The problem with high altitudes is not the lack of oxygen, but the lack of pressure. At lower pressures, your lungs are less effective at getting the oxygen into the blood. Oxygen masks on airplanes increase the amount of oxygen in the air you breathe, which helps the lungs to absorb more even in low pressure.
In a typical decompression, there will be a gradual loss of pressure. However, by the time the masks drop, the pressure has already dropped a fair amount. There is no set time that it takes for pressure to drop. It could be very gradual, or it could be explosive decompression that happens extremely quickly. As a passenger, aside from the obvious explosive decompression, you will not be able to tell how fast the pressure is dropping. And because of how hypoxia works, you many not even be able to tell that you are not getting enough oxygen. So you have no way to tell how long you can safely wait before putting on your mask. Without enough oxygen, you eventually die.
So by not putting on the mask, you are risking death. What is the benefit of waiting to put on your mask?
Airlines operating under FAA regulations are required to carry certain amounts of oxygen, depending on the flight. FAR 121.333 covers the requirements for oxygen supply during an emergency descent.
For airliners certified to FL250 and below, they must carry 30 minutes of oxygen for 10 percent of passengers, but only if they can safely descend to 14,000 feet in 4 minutes.
If they cannot safely descend, or if the airplane is certified above FL250 (as most airliners are), there must be at least 10 minutes of oxygen for all passengers, and enough for 10 percent of passengers for the duration of flight with cabin altitude between 10,000 and 14,000 feet.
So the airline is required to provide at least 10 minutes for all passengers, more than enough for an emergency descent to a lower altitude. If they can't descend within that time, they must carry enough for the 10 percent of passengers that need oxygen the most for the duration of flight at those high cabin altitudes. There is no reason to wait to put on your mask.

#### [Excerpts from a dataset]
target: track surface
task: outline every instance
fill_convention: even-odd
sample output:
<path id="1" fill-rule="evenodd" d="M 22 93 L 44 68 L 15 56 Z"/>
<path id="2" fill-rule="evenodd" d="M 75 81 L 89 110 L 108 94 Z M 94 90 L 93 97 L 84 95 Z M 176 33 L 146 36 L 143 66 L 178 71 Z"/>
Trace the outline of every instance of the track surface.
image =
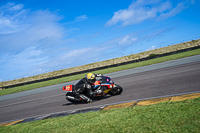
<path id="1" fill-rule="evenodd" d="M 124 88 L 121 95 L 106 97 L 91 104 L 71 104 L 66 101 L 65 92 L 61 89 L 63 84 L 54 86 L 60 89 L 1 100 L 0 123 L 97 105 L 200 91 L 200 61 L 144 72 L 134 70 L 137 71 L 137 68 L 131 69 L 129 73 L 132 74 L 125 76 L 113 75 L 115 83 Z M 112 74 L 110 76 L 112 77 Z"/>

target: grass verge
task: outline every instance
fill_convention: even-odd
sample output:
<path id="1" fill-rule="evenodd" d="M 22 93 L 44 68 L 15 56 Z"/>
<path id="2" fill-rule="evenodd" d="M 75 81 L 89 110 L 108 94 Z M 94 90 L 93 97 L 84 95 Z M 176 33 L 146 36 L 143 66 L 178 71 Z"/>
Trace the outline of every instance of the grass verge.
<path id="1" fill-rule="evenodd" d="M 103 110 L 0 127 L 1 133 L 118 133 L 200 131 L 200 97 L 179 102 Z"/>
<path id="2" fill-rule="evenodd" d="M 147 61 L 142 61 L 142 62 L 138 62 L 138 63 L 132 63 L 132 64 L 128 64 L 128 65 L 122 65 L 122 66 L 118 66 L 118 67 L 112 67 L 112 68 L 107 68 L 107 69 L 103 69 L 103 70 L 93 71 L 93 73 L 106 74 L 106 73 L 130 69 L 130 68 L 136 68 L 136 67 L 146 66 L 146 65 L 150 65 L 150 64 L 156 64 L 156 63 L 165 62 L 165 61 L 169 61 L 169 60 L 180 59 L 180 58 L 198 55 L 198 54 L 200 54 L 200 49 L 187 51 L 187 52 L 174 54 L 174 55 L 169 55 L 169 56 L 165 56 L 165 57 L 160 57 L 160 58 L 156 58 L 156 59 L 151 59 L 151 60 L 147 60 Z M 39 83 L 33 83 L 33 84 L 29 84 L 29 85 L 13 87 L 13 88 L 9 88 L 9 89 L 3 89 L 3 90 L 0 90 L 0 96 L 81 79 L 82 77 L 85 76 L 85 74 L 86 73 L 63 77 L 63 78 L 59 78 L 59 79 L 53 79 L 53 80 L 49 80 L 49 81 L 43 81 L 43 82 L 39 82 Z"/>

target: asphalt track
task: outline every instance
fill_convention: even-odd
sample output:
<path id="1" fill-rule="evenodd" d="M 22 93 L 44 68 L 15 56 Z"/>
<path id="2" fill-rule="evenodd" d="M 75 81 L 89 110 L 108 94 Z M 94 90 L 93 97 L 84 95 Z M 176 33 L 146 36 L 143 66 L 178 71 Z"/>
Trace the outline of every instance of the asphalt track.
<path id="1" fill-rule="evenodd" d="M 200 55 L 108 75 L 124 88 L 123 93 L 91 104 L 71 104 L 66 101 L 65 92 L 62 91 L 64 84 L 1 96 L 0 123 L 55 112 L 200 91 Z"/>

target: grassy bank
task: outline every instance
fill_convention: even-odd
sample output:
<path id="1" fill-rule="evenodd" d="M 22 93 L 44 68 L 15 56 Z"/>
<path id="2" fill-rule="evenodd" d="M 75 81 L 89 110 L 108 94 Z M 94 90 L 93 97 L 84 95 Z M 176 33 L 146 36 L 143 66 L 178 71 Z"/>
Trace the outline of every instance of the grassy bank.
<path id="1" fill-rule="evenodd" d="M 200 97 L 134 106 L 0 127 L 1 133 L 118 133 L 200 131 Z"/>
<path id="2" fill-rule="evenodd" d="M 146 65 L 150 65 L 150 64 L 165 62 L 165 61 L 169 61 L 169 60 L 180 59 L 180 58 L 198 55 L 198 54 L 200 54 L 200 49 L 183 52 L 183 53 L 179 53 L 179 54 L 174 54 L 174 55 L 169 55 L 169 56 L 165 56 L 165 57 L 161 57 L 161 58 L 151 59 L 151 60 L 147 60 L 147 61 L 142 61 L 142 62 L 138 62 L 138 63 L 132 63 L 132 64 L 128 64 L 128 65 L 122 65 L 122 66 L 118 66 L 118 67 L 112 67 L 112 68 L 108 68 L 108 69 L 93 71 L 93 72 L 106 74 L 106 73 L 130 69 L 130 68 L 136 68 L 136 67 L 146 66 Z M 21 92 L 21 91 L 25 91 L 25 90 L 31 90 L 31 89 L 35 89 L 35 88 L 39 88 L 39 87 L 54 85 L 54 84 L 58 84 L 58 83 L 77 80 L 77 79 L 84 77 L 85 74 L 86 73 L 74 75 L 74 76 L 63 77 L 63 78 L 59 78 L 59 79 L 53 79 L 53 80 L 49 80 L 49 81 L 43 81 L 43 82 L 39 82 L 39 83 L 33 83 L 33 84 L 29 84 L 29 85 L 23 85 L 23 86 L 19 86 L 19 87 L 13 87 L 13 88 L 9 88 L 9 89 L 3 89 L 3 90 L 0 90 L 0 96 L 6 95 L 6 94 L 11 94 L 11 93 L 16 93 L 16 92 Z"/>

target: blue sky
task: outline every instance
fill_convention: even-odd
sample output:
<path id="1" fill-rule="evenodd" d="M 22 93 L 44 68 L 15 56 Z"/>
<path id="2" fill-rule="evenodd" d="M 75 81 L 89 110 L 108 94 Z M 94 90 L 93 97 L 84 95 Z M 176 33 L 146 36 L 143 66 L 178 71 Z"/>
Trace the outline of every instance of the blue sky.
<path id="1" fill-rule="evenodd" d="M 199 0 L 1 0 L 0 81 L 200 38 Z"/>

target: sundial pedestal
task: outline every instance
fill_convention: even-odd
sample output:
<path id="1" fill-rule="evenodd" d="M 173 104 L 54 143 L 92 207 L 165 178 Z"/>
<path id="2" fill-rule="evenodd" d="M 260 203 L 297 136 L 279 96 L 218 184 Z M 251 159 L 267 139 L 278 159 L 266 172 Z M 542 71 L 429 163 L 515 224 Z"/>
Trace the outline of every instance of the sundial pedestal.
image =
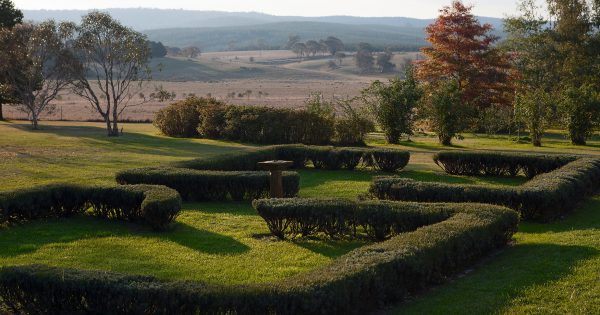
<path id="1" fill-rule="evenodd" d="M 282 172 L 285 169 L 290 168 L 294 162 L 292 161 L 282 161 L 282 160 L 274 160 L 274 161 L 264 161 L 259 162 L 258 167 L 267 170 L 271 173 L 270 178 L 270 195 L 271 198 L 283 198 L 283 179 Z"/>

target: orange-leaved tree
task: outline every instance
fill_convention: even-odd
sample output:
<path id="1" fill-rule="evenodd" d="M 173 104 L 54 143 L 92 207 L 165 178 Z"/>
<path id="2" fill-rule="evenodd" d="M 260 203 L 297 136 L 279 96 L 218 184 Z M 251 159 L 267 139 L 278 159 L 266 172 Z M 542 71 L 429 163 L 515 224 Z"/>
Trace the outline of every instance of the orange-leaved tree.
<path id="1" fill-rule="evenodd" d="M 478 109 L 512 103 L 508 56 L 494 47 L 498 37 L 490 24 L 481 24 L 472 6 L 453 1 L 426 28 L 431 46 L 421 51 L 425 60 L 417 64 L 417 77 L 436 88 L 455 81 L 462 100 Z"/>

#### [PROBLEM TO WORK ON]
Copy out, word for word, the portion of the airplane oxygen mask text above that opens with the words "If they cannot" and closes with "and 14,000 feet.".

#### [SOLUTION]
If they cannot safely descend, or if the airplane is certified above FL250 (as most airliners are), there must be at least 10 minutes of oxygen for all passengers, and enough for 10 percent of passengers for the duration of flight with cabin altitude between 10,000 and 14,000 feet.